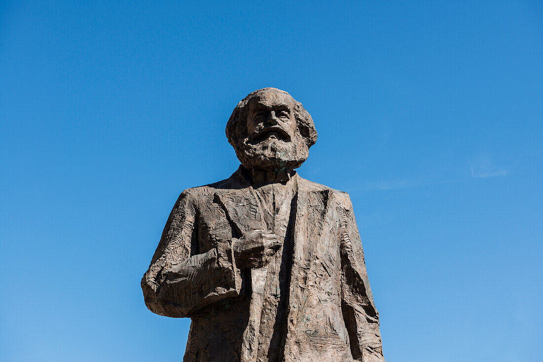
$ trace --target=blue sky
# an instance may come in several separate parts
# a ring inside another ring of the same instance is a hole
[[[541,2],[181,2],[0,3],[0,360],[181,360],[140,281],[271,86],[351,195],[387,362],[543,360]]]

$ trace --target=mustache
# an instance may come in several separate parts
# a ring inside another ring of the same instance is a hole
[[[281,141],[287,142],[291,141],[291,136],[286,131],[278,126],[271,126],[255,132],[249,139],[248,143],[251,144],[257,144],[267,139],[272,135],[274,135],[278,139]]]

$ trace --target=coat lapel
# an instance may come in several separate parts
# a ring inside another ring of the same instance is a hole
[[[221,190],[215,193],[226,218],[233,224],[238,238],[247,231],[264,228],[262,213],[255,191],[251,187],[241,189]]]
[[[285,355],[288,355],[294,348],[295,331],[304,315],[306,304],[310,302],[308,285],[318,282],[308,280],[317,248],[327,233],[324,228],[330,227],[329,217],[331,214],[333,194],[329,189],[307,189],[307,181],[299,180],[298,200],[296,204],[295,224],[294,227],[293,255],[292,278],[289,288],[289,317]],[[304,187],[306,186],[306,187]]]

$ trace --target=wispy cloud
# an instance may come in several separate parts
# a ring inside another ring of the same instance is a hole
[[[509,170],[496,164],[490,155],[477,155],[468,161],[473,178],[503,177],[509,174]]]

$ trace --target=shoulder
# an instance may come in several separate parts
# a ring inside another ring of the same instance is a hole
[[[298,177],[299,189],[308,192],[326,192],[329,195],[333,195],[336,201],[346,208],[352,208],[351,198],[346,192],[336,190],[325,185],[310,181],[299,175],[298,176]]]
[[[238,180],[239,176],[237,174],[237,172],[235,173],[228,179],[217,182],[186,189],[181,193],[178,201],[188,201],[194,204],[212,202],[217,192],[223,192],[225,190],[240,188],[242,182]]]

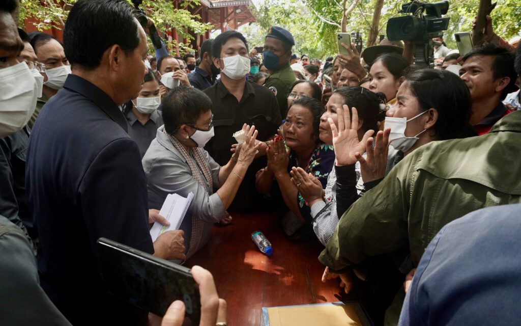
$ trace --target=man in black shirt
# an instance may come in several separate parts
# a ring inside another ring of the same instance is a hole
[[[146,38],[133,12],[125,0],[75,4],[64,33],[72,74],[29,139],[26,186],[40,282],[75,325],[146,322],[147,311],[107,293],[99,238],[163,258],[184,256],[182,232],[152,243],[139,150],[118,107],[137,96],[146,71]]]
[[[206,40],[203,42],[199,52],[201,63],[188,75],[188,80],[192,86],[202,91],[215,84],[217,81],[216,77],[219,75],[219,69],[214,64],[212,56],[213,42],[213,40]]]
[[[212,100],[215,133],[205,149],[221,165],[230,160],[230,149],[237,142],[232,135],[243,124],[254,125],[258,130],[257,139],[264,141],[277,133],[282,121],[273,93],[246,80],[250,71],[249,53],[246,40],[238,32],[227,31],[214,40],[214,64],[220,69],[221,78],[204,91]],[[265,151],[266,147],[264,145],[259,151]],[[250,165],[233,201],[235,207],[252,208],[259,202],[261,196],[255,190],[255,175],[266,164],[265,158],[262,158]]]

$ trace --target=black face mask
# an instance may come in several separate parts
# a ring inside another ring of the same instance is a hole
[[[221,73],[221,70],[215,66],[214,63],[212,63],[212,64],[210,65],[210,70],[212,70],[212,76],[217,76]]]

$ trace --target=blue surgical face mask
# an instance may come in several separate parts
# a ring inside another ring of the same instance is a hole
[[[263,63],[268,70],[274,70],[279,67],[279,58],[273,51],[266,50],[262,53]]]

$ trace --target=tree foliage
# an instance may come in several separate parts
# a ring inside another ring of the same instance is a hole
[[[266,0],[257,9],[252,8],[257,22],[241,28],[250,47],[264,44],[266,32],[271,26],[289,30],[295,39],[293,52],[297,55],[322,56],[324,43],[316,33],[314,17],[305,4],[297,0]]]
[[[129,2],[132,3],[130,0]],[[69,5],[73,5],[76,0],[21,0],[19,25],[23,27],[24,21],[31,19],[39,30],[43,31],[54,28],[63,28],[69,11]],[[174,7],[171,0],[143,0],[141,8],[144,8],[147,16],[154,21],[156,27],[162,33],[166,27],[175,28],[180,37],[189,40],[193,37],[189,33],[202,34],[212,28],[209,23],[201,22],[198,15],[193,15],[188,10],[190,8],[199,5],[197,1],[185,1],[180,4],[179,8]],[[167,42],[168,43],[169,42]],[[170,42],[169,47],[181,48],[181,52],[187,45]]]
[[[521,31],[519,1],[497,0],[498,4],[492,12],[494,31],[507,40]],[[402,4],[406,2],[408,2],[384,0],[377,34],[386,34],[388,20],[401,16],[399,11]],[[444,33],[444,39],[449,47],[456,49],[454,33],[470,31],[479,0],[450,0],[449,2],[449,11],[444,17],[450,18],[450,20],[449,28]],[[336,33],[343,29],[344,9],[349,9],[353,4],[353,9],[345,17],[345,31],[361,32],[364,47],[367,45],[377,3],[378,0],[347,0],[344,5],[343,0],[305,0],[304,2],[266,0],[256,13],[257,22],[249,27],[246,33],[258,42],[259,38],[264,37],[264,34],[256,34],[259,29],[265,32],[270,26],[278,25],[293,34],[297,43],[297,53],[324,57],[338,51]]]

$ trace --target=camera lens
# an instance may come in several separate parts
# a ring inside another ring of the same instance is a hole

Instructions to follow:
Tally the lines in the records above that contain the string "black". Case matters. Give only the number.

Task answer:
2